The request =>
Set down the whole listing verbatim.

Pointing and labeling entries:

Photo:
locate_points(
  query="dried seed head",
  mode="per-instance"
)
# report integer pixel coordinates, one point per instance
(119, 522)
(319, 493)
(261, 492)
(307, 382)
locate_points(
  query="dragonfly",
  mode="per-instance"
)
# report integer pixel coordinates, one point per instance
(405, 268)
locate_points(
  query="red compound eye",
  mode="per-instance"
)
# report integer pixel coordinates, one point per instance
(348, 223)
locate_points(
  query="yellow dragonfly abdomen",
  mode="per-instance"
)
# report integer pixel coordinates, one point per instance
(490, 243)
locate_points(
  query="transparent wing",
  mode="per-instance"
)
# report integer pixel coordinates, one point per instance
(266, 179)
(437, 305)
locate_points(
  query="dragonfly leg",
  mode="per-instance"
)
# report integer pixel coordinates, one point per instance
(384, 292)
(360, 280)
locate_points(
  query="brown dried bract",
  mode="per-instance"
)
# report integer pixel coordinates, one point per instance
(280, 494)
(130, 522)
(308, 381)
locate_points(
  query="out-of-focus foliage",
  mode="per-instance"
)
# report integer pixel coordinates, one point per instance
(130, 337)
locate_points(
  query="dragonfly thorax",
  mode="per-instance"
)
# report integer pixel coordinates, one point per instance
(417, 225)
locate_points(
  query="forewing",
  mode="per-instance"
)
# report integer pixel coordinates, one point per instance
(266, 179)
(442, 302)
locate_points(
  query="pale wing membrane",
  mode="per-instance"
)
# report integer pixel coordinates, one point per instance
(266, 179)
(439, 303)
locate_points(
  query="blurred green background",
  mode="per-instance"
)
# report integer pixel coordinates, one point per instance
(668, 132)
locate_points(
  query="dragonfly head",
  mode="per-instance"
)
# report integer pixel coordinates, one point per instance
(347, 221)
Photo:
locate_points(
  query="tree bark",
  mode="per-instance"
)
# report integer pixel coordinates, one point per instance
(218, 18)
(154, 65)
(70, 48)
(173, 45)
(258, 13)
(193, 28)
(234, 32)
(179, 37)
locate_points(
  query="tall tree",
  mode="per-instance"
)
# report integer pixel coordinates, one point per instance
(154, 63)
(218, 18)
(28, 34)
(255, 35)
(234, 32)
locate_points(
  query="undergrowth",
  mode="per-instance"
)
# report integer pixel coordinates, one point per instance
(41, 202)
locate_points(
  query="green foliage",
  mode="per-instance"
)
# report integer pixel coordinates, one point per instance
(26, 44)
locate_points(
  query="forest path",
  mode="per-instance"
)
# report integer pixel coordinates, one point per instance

Written solution =>
Photo:
locate_points(
  query="dried seed head",
  mode="per-instance"
)
# report integer pixel coordinates, one point per instance
(119, 522)
(319, 493)
(261, 492)
(307, 382)
locate_points(
  query="dragonfly",
  mode="per-instance"
)
# report integer pixel coordinates, one point per instance
(405, 268)
locate_points(
  query="red compound eye",
  mode="per-instance"
)
# report integer pixel coordinates, one point per instance
(348, 223)
locate_points(
  query="yellow dragonfly abdomen",
  mode="per-instance"
)
# report integer pixel coordinates, one point per instance
(490, 243)
locate_points(
  query="transparent wing",
  mode="per-instance"
)
# report integer pixel coordinates, one point per instance
(266, 179)
(437, 305)
locate_points(
  query="dragonfly leg",
  mode="per-instance"
)
# report integer pixel coordinates, one point per instance
(384, 292)
(360, 280)
locate_points(
  query="brown dried bract",
  mode="per-instance"
)
# report integer pixel coordinates, one point per instance
(280, 494)
(130, 522)
(308, 381)
locate_points(
  query="out-of-focus foliage",
  mode="per-instance"
)
# report integer pixel coordinates, one point per instance
(130, 337)
locate_points(
  query="dragonfly thorax",
  mode="per-instance"
)
# report integer pixel coordinates, one point per instance
(417, 225)
locate_points(
  query="forewing",
  mode="per-instance"
)
# report integer pixel coordinates, one point per instance
(266, 179)
(442, 302)
locate_points(
  query="pale wing membrane",
  mode="per-instance"
)
# report integer pixel coordinates, one point per instance
(266, 179)
(439, 303)
locate_points(
  query="blurred green background",
  mode="per-instance"
)
# report integer pixel coordinates, one point per instance
(668, 132)
locate_points(
  query="dragonfly head",
  mode="per-instance"
)
# report integer pixel coordinates, one point per instance
(347, 221)
Photo:
locate_points(
  query="tree bark",
  mode="per-instance"
)
# report integer pixel coordinates, one point per instance
(218, 18)
(154, 65)
(70, 48)
(173, 45)
(258, 13)
(193, 28)
(234, 32)
(179, 37)
locate_points(
  query="tall tree",
  mode="per-instance"
)
# report integer pixel coordinates, one point per instance
(154, 63)
(218, 18)
(28, 34)
(255, 35)
(234, 32)
locate_points(
  query="undergrowth",
  mode="per-instance"
)
# report integer pixel coordinates, one point per instance
(41, 202)
locate_points(
  query="green foliage",
  mode="per-instance"
)
# report integer pixel coordinates, one point per instance
(26, 44)
locate_points(
  query="forest path",
  mode="per-instance"
)
# report integer pixel coordinates, one point per instance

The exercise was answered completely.